**** Document passage

# Website article on Phrags.



## abax (Jun 6, 2015)

I just read an article by a reputable slipper grower that
advised heavy feeding for Phrags... that Phrags. are heavy feeders. This information is precisely
the opposite of what I understood about Phrags. as being
rather light feeders. Are there other opinions on this
issue? I've no doubt that the author knows his business
about Phrags. and there was no specific mention of any
particular fertilizer and only a passing reference to salts
build-up. Perhaps I've misunderstood information I've
read previously. If the article is correct, I've been under-
feeding my very large Phrags. that are healthy, but seem
reluctant to bloom. Well, except for besseae that bloom
well on short rations.


----------



## youngslipper (Jun 7, 2015)

I visited a grower that is moving back to Canada, and he also said that their heavy feeders. That they make a new growth very fast


----------



## ehanes7612 (Jun 7, 2015)

heavy feeding? what does that mean?


----------



## iwillard (Jun 7, 2015)

Interesting subject! 

One wonders where they get their fertilizers in the wild,I once saw an analysis of a clear running river that was filled with what I'd say "it's all Greek to me!",one thing I was surprised to see was the levels of nitrogen then found out this sample was collected downstream from a large duck gathering so,if one were to look at what lurks on river/creek edges that may supply plenty of fertilizers at times but not continuously since wild life tends to move about to avoid becoming a prey.


----------



## NYEric (Jun 7, 2015)

The amount of fertilizer depends on the amount of light and air you can give a plant. Personally, I tend to underfeed my plants but to get maximum growth if you can provide enough light and conditions to grow then they will not have an excess. Otherwise you will burn them in salts.


----------



## troy (Jun 7, 2015)

Roy takunga said to much ammonia nitrate will cause the plant not to bloom


----------



## Justin (Jun 7, 2015)

can you post the link? i personally feed my very small phrag collection a mere fraction of what i give my paphs.


----------



## Gilda (Jun 7, 2015)

Mine get fed at the same rate as my other orchids...paphs and phals mostly.


----------



## orcoholic (Jun 7, 2015)

Can you give a reference? Would like to see it.


----------



## abax (Jun 8, 2015)

I really don't like divulging the name since I believe he
posts rather frequently here. I do know that when he
posts photos of his Phrags., they are beautiful and well-
grown. The article is on his website. I gathered that
"frequently" means once a week thereabouts.

Well, I've thought about it and think it's worth reading.
Glen Decker wrote the article about how he grows Phrags. and it's on his website. It's there for anyone to
read so I hope he doesn't mind that I pointed it out.
Anyway, I've upped my feeding from nearly nothing to
a little bit more often using K-Lite and sometimes a
30-10-10. I do hope many of you look up the article and
post some feedback.


----------



## Ray (Jun 8, 2015)

ehanes7612 said:


> heavy feeding? what does that mean?



Exactly! That's as good as "I feed at half rate". Half of what?

How high is "up", but the way?


----------



## abax (Jun 8, 2015)

********
**** Dataset extract

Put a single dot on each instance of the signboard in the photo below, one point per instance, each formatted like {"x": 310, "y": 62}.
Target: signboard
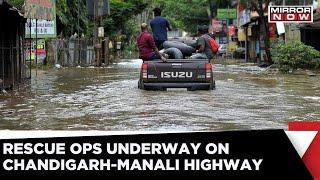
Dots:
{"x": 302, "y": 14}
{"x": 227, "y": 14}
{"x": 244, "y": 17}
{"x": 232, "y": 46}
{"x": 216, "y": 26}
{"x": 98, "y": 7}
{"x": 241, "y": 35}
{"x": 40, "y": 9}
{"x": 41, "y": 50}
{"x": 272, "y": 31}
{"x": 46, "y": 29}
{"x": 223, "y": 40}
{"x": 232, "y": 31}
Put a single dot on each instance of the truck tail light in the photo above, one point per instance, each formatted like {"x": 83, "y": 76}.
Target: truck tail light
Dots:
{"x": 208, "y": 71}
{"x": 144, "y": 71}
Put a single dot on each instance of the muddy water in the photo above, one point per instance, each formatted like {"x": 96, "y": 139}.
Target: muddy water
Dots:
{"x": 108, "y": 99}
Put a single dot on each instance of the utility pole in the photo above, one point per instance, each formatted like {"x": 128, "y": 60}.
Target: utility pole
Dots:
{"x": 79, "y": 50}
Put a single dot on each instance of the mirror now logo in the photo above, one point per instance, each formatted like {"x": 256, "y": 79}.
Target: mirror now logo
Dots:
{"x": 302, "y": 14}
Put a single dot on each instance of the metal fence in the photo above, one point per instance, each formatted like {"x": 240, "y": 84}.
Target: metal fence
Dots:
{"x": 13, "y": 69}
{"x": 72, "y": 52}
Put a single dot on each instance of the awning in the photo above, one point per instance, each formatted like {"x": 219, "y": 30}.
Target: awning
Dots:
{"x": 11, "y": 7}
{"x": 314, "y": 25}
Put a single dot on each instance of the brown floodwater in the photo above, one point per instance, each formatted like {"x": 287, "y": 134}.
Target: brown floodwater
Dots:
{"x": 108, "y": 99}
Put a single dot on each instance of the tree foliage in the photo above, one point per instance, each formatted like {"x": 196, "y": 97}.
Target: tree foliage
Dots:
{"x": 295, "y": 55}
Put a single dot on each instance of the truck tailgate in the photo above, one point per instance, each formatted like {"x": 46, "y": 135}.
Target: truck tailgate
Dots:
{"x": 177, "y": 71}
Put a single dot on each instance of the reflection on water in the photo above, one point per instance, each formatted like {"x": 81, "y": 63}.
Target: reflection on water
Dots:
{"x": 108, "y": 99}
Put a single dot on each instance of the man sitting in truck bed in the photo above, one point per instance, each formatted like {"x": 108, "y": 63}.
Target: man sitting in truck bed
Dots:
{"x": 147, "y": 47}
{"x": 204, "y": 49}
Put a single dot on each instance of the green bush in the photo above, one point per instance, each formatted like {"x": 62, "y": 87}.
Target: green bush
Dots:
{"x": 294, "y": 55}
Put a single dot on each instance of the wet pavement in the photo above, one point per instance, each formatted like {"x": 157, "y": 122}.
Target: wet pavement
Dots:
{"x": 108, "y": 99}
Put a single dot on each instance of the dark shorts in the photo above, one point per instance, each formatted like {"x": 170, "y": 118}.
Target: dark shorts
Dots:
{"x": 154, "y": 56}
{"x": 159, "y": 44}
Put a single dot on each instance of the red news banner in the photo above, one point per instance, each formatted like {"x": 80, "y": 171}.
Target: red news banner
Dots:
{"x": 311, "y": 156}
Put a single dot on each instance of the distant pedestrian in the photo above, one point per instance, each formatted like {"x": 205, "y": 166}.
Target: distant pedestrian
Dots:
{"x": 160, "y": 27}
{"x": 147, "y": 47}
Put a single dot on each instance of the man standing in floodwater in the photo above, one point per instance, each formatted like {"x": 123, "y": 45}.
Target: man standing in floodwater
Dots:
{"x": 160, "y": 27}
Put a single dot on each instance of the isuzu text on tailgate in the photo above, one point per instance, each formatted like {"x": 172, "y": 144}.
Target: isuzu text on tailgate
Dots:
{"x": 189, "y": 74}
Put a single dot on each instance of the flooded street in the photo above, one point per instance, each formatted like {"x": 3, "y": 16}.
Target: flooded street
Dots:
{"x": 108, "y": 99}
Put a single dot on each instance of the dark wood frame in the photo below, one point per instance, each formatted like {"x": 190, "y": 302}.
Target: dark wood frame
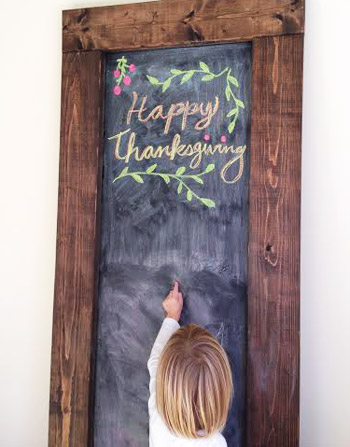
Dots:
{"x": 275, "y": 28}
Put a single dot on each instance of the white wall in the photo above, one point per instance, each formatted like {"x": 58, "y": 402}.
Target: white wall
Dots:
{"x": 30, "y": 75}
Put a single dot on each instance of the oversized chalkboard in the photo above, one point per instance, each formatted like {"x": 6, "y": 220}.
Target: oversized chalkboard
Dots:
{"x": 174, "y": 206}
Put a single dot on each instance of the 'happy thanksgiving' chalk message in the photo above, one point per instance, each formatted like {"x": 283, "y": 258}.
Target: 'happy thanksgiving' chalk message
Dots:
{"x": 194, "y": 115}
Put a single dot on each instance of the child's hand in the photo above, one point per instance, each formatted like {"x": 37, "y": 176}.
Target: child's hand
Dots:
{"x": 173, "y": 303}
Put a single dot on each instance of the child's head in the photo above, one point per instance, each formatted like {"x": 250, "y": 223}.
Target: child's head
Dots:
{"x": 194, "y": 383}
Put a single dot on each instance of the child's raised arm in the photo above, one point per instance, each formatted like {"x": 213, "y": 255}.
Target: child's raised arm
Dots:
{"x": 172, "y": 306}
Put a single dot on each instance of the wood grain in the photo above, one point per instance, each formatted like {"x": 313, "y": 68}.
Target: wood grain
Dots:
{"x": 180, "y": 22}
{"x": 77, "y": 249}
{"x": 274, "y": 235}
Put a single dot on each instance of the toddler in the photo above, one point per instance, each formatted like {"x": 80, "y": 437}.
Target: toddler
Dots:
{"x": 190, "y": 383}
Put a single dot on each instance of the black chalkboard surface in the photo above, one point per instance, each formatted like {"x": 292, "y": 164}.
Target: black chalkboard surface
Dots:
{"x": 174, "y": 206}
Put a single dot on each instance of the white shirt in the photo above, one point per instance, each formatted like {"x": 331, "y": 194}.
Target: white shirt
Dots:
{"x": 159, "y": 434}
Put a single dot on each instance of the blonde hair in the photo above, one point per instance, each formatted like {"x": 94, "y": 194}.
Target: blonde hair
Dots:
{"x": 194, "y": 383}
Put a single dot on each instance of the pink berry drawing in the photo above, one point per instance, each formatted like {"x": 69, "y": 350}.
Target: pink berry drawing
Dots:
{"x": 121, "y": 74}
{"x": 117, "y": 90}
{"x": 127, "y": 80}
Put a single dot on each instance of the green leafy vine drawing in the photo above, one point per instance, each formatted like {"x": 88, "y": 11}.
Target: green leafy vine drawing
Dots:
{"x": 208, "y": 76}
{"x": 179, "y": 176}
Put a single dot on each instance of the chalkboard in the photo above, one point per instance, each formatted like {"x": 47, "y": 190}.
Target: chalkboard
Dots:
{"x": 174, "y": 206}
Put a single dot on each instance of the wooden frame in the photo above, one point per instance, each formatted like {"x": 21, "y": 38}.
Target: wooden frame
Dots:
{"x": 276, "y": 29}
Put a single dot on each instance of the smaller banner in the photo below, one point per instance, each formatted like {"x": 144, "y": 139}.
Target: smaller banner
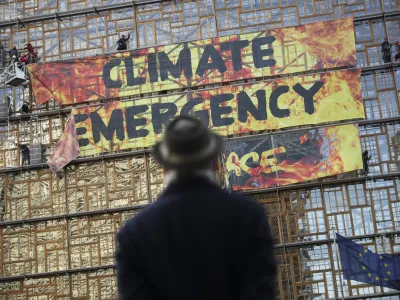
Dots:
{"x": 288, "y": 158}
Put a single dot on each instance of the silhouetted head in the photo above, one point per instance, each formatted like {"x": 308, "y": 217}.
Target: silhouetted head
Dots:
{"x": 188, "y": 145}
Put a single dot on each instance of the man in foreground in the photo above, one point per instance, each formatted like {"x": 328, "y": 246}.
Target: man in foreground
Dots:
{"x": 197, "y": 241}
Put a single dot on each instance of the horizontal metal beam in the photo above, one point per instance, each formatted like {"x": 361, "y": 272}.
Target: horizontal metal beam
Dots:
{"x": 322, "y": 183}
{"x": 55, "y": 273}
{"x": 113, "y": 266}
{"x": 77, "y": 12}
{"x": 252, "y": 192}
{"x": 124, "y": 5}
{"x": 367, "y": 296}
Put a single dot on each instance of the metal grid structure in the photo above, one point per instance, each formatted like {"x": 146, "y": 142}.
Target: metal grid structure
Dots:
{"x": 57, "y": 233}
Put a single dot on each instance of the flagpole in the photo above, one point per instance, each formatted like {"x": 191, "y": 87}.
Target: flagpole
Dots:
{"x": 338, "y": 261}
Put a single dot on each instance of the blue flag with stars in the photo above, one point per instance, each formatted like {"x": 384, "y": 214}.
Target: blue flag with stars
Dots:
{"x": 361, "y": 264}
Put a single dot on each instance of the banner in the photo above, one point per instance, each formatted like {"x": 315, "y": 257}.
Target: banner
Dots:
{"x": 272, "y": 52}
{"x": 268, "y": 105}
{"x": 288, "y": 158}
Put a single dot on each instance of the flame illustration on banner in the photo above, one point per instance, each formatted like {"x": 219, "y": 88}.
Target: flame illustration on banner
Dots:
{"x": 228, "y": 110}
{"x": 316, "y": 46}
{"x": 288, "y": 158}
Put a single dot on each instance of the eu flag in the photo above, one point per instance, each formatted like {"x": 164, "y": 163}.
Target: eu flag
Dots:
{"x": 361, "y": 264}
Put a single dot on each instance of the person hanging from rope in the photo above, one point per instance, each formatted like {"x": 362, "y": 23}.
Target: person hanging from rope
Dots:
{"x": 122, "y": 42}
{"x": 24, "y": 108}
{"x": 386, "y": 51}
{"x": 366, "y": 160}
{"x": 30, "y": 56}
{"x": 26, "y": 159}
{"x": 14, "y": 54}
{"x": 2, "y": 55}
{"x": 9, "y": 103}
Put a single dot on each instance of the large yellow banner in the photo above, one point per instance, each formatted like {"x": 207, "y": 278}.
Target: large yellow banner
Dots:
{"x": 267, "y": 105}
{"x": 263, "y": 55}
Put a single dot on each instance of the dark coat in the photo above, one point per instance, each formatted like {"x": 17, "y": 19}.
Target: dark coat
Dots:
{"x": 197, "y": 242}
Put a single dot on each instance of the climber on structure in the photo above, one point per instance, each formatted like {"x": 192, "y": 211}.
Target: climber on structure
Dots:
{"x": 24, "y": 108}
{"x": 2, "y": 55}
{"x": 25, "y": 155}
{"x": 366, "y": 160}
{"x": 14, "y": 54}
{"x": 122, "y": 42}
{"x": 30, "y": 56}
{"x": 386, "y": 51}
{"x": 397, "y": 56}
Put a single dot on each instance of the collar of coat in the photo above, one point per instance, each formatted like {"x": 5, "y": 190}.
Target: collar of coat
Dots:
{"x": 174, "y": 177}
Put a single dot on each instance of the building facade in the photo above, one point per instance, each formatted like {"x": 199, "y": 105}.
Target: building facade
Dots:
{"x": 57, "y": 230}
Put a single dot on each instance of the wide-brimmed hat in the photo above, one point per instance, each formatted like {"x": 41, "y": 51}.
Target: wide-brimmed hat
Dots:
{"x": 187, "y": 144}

********

* **To be done**
**a)** Answer these about the Phrags thread:
(i) Which Phrag does abax say blooms well on short rations?
(ii) According to troy, what did Roy takunga say too much ammonia nitrate will do?
(iii) Which fertilizers does abax now use after upping the feeding?
**b)** Please scale the entries, beginning at the line that has "Put a single dot on each instance of the climber" and stopping after the last line of the entries, giving only those lines again, requests included, with every dot coordinate multiplied by 0.4 and rounded to a whole number, halves up. Leave the requests and their format samples unchanged.

* **Final results**
**a)**
(i) besseae
(ii) It will cause the plant not to bloom.
(iii) K-Lite and sometimes a 30-10-10.

**b)**
Put a single dot on each instance of the climber on structure in the photo above, one point per instance, each formatted like {"x": 192, "y": 211}.
Target: climber on structure
Dots:
{"x": 10, "y": 43}
{"x": 1, "y": 22}
{"x": 10, "y": 62}
{"x": 146, "y": 64}
{"x": 6, "y": 22}
{"x": 49, "y": 17}
{"x": 12, "y": 22}
{"x": 154, "y": 20}
{"x": 159, "y": 22}
Put a single dot on each instance of the collar of coat in the photo above, one point per instance, each formatted like {"x": 5, "y": 190}.
Target: collar of coat
Dots:
{"x": 70, "y": 71}
Put a single dot on each instance of the building facade in the photo above, one point per instance, each formatted like {"x": 199, "y": 105}.
Target: building facade
Dots:
{"x": 23, "y": 92}
Put a single dot on each instance of the wide-brimmed hat in the photo above, one point per instance, each formatted like {"x": 41, "y": 51}.
Target: wide-brimmed hat
Dots:
{"x": 75, "y": 58}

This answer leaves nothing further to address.